A random walk takes discrete-valued steps either up or down in discrete units of time. A Wiener diffusion process takes continuous-valued steps sampled from a normal distribution in infinitely small units of time, thus effectively operating in continuous time. We are going to approximate the discrete EBRW with a continuous diffusion process (so technically we should call this model the EBD for Exemplar-Based Diffusion, but we will keep calling it the EBRW for posterity).

In going from a random walk to a diffusion model, we are making an important psychological claim: We are saying that, instead of memory evidence arriving in discrete units at regular intervals, memory evidence is a continuous value that continually evolves as new information arrives. We can think of this as saying that, instead of only knowing the outcome of each race, you can see who is ahead and who is behind at any given time; this is the move from discrete time to continuous time. Moreover, instead of only scoring each race as a win or loss for the memory traces, the races are assigned a continuous value depending on how clear the winner is; this is the move from discrete evidence to continuous evidence.

3.6.1 Mean and standard deviation of diffusion

We can write the update equation for the random walk like we did above: \[ \begin{align} x \left( t + \Delta_{s_i} \right) & = \begin{cases} x(t) + 1 & \text{with probability } p_i \\ x(t) - 1 & \text{with probability } 1 - p_i \end{cases} \\ x \left( t + \Delta_{s_i} \right) - x(t) & = \begin{cases} 1 & \text{with probability } p_i \\ -1 & \text{with probability } 1 - p_i \end{cases} \\ x \left( t + \Delta_{s_i} \right) - x(t) & \sim 2 \times \text{Bernoulli} \left( p_i \right) - 1 \end{align} \] where we have rearranged terms and used the shorthand in the final line to emphasize the idea that each step of the random walk can be thought of as a sample from a Bernoulli distribution with parameter \(p_i\) that is then transformed from \(\lbrace 0, 1 \rbrace\) to \(\lbrace -1, 1 \rbrace\).

**Given request:** Translate this sentence from the passage on random walks and diffusion into Spanish: "A random walk takes discrete-valued steps either up or down in discrete units of time." The listing comes from a different source than the passage.

**Stored rows:**
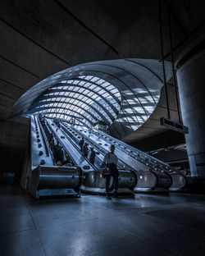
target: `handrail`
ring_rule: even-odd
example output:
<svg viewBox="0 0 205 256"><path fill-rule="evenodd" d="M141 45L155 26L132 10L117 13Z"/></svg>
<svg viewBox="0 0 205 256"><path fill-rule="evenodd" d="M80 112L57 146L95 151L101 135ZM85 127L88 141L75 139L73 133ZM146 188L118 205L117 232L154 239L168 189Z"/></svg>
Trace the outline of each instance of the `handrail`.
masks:
<svg viewBox="0 0 205 256"><path fill-rule="evenodd" d="M42 124L39 119L38 117L35 117L35 118L37 119L37 122L38 122L38 125L40 128L40 130L41 130L41 134L42 134L42 137L43 137L43 142L44 142L44 145L45 145L45 149L46 149L46 156L47 157L49 157L49 145L48 145L48 139L46 137L46 135L45 135L45 132L44 132L44 130L42 126Z"/></svg>

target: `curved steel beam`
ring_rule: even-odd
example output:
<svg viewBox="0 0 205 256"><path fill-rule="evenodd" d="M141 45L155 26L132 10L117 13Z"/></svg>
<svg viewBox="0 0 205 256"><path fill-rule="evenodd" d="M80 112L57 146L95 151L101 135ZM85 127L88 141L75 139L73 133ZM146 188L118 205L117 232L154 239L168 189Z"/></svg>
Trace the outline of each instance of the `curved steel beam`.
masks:
<svg viewBox="0 0 205 256"><path fill-rule="evenodd" d="M53 102L52 102L53 103ZM55 103L56 103L57 102L55 102ZM62 103L62 102L60 102L61 103ZM70 104L70 105L71 105L71 104ZM38 107L39 107L39 108L37 108L37 107L34 107L34 108L32 108L30 111L30 114L32 114L33 112L38 112L39 109L40 110L43 110L43 109L51 109L51 108L55 108L55 109L57 109L57 108L60 108L60 109L65 109L65 110L69 110L69 111L71 111L72 109L70 109L70 108L68 108L68 107L57 107L57 106L56 106L56 107L54 107L54 106L49 106L49 107L43 107L43 105L40 105L40 106L38 106ZM83 111L84 111L84 112L86 112L93 119L94 119L95 121L98 121L98 119L95 117L95 116L93 116L92 113L90 113L89 112L88 112L88 111L85 111L83 107L79 107L79 106L77 106L77 105L71 105L71 106L75 106L75 107L78 107L79 108L80 108L80 109L82 109ZM73 111L74 112L74 111ZM81 112L80 112L80 114L81 114Z"/></svg>
<svg viewBox="0 0 205 256"><path fill-rule="evenodd" d="M118 68L119 70L121 70L121 71L125 71L125 72L130 74L130 75L134 76L134 77L137 80L139 80L139 83L140 83L141 85L143 85L143 86L147 89L147 91L148 92L148 94L150 94L150 96L152 97L152 98L153 99L154 103L156 103L156 101L155 101L155 99L153 98L153 94L152 94L150 93L150 91L148 89L147 86L146 86L136 75L133 75L132 73L129 72L129 71L126 71L126 70L124 70L123 68L121 68L121 67L120 67L120 66L113 66L113 65L110 65L110 64L98 64L98 65L100 65L100 66L112 66L112 67L114 67L114 68ZM129 89L134 94L134 96L136 97L136 98L138 99L139 103L140 103L141 107L143 107L143 109L144 109L144 111L145 115L146 115L147 117L148 117L148 114L147 114L146 109L144 107L143 103L142 103L141 101L139 100L139 97L137 96L137 94L135 94L135 92L134 92L127 84L125 84L125 85L126 85L127 88L129 88Z"/></svg>
<svg viewBox="0 0 205 256"><path fill-rule="evenodd" d="M48 90L48 92L45 92L44 94L47 94L47 93L52 94L52 93L53 93L53 91L54 91L54 90ZM65 92L67 92L67 93L73 93L73 92L74 92L73 90L69 90L69 89L66 89L66 90L64 90L64 91L65 91ZM54 91L54 92L55 92L55 91ZM57 92L59 92L59 91L57 91ZM93 100L97 105L98 105L98 106L100 107L100 108L101 108L102 110L103 110L103 112L110 117L110 119L111 119L112 121L115 120L114 117L109 112L109 111L107 111L107 109L104 106L102 106L101 103L99 103L97 100L92 98L90 96L88 96L88 95L86 95L86 94L84 94L84 93L75 92L75 94L79 94L79 95L84 95L84 97L86 97L86 98L88 98ZM65 95L44 95L44 94L43 94L43 95L41 95L41 96L39 97L39 98L41 98L41 100L46 98L44 98L44 97L48 97L48 96L50 96L49 98L67 98L67 96L65 96ZM63 97L63 96L64 96L64 97ZM77 98L76 98L75 99L78 100ZM39 99L38 98L38 100L39 100Z"/></svg>
<svg viewBox="0 0 205 256"><path fill-rule="evenodd" d="M84 87L84 86L81 86L81 85L73 85L73 84L69 84L69 83L66 83L66 85L61 85L61 84L57 84L55 86L53 87L57 87L57 86L73 86L75 88L79 88L79 89L87 89L89 90L89 92L91 93L93 93L95 94L97 94L98 97L100 97L101 98L103 99L104 102L106 102L107 103L108 106L111 107L111 108L113 110L113 112L117 114L118 111L117 109L105 98L102 96L102 94L98 94L98 92L95 92L94 90L92 90L91 89L89 88L87 88L87 87ZM55 92L66 92L67 89L52 89L52 88L49 89L49 90L51 90L52 92L55 91ZM72 91L73 93L79 93L78 91ZM81 93L80 93L81 94ZM110 94L111 95L111 94ZM112 96L112 95L111 95Z"/></svg>
<svg viewBox="0 0 205 256"><path fill-rule="evenodd" d="M40 109L40 108L39 108L39 109ZM48 107L48 109L55 109L55 108ZM40 110L39 110L39 111L36 111L36 112L32 112L32 113L30 113L30 114L36 113L36 112L39 112L39 111L42 111L42 110L45 110L45 108L44 108L44 107L42 107L42 109L40 109ZM74 112L74 111L71 111L71 112L75 113L75 112ZM60 112L46 112L45 113L47 113L47 114L53 113L53 114L59 114L59 115L66 115L66 116L71 117L76 117L76 116L75 116L75 115L69 115L69 114L66 114L66 113L60 113ZM43 112L43 114L44 114L44 113ZM90 121L89 118L87 118L86 117L84 117L84 116L83 116L83 115L81 115L81 114L79 114L79 115L80 115L80 117L82 117L83 119L86 119L87 121L88 121L91 126L93 126L93 122L92 121Z"/></svg>
<svg viewBox="0 0 205 256"><path fill-rule="evenodd" d="M41 95L43 96L43 95ZM53 95L47 95L47 96L43 96L43 99L48 99L48 98L53 98L52 97ZM59 96L59 95L58 95ZM41 97L42 98L42 97ZM59 96L59 98L73 98L72 97L69 97L69 96L65 96L65 95L61 95L61 96ZM39 99L41 100L41 99ZM89 103L87 103L86 102L84 102L82 101L81 99L78 99L80 103L83 103L84 104L86 104L87 106L89 106L90 108L92 108L93 110L93 112L95 112L99 117L101 117L101 118L109 126L110 125L110 122L107 121L107 119L105 117L105 116L103 116L98 109L94 108L93 106L89 105ZM56 103L56 101L48 101L48 102L36 102L34 103L33 103L31 105L32 107L30 108L30 110L33 109L33 107L39 107L39 106L41 106L41 103ZM63 102L61 102L59 101L59 103L63 103ZM64 102L65 103L65 102ZM70 103L71 104L71 103ZM75 104L72 104L74 106L76 106ZM29 110L29 111L30 111Z"/></svg>
<svg viewBox="0 0 205 256"><path fill-rule="evenodd" d="M98 76L93 76L93 77L98 77ZM100 78L100 77L98 77L98 80L101 80L101 79L102 79L102 78ZM119 105L121 104L121 100L120 100L117 97L116 97L116 95L115 95L114 94L112 94L110 90L108 90L107 89L106 89L105 87L102 86L102 85L103 85L104 83L102 83L102 85L98 85L98 84L97 84L96 82L93 82L93 81L91 81L91 80L86 80L86 79L84 79L84 78L80 78L79 76L76 76L76 78L75 78L75 79L69 79L69 80L67 80L66 81L70 81L70 80L80 80L80 81L83 81L83 82L85 82L85 83L90 83L90 84L92 84L92 85L96 85L96 86L98 86L98 87L102 88L102 89L104 89L107 94L109 94L110 95L112 95L112 97L115 98L116 102L117 103L119 103ZM103 80L103 79L102 79L102 80ZM113 85L112 85L110 82L108 82L108 81L107 81L107 80L103 80L105 81L105 83L109 83L110 85L112 85L115 89L116 89L118 90L118 89L117 89L116 87L115 87ZM60 84L60 85L64 85L64 84L66 84L66 83L58 83L58 84ZM74 84L72 84L72 85L74 85ZM78 84L78 85L79 85L79 84ZM82 86L84 86L84 85L82 85ZM109 86L109 85L107 85L107 86ZM53 87L54 87L54 86L53 86ZM118 90L118 91L119 91L119 90ZM119 93L120 93L120 91L119 91Z"/></svg>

**Finished exercise:** Una caminata aleatoria da pasos de valores discretos, hacia arriba o hacia abajo, en unidades discretas de tiempo.